Copy out every line in the rows below that contains the string "green", matching case exactly.

> **Data to process**
━━━
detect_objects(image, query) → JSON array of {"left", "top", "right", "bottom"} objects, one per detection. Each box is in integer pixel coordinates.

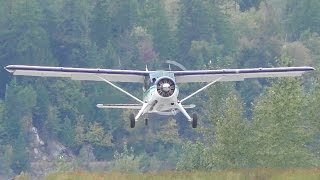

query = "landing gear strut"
[
  {"left": 191, "top": 113, "right": 198, "bottom": 128},
  {"left": 144, "top": 114, "right": 149, "bottom": 126},
  {"left": 129, "top": 113, "right": 136, "bottom": 128}
]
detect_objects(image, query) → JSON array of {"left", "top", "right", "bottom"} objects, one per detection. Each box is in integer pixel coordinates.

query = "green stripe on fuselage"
[{"left": 143, "top": 85, "right": 179, "bottom": 98}]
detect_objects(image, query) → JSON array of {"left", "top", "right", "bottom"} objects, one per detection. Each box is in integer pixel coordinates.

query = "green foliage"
[
  {"left": 0, "top": 0, "right": 320, "bottom": 177},
  {"left": 112, "top": 143, "right": 141, "bottom": 173},
  {"left": 212, "top": 93, "right": 252, "bottom": 169},
  {"left": 252, "top": 78, "right": 313, "bottom": 168},
  {"left": 176, "top": 141, "right": 212, "bottom": 171},
  {"left": 54, "top": 156, "right": 74, "bottom": 173},
  {"left": 10, "top": 132, "right": 30, "bottom": 174},
  {"left": 285, "top": 0, "right": 320, "bottom": 40}
]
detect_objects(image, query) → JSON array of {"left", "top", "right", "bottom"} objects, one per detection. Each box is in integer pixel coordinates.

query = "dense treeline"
[{"left": 0, "top": 0, "right": 320, "bottom": 175}]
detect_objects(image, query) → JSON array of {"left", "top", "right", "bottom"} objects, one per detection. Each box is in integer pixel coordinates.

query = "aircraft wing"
[
  {"left": 5, "top": 65, "right": 149, "bottom": 83},
  {"left": 173, "top": 67, "right": 314, "bottom": 83}
]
━━━
> **Final result**
query = "green stripe on fuselage"
query = "green foliage"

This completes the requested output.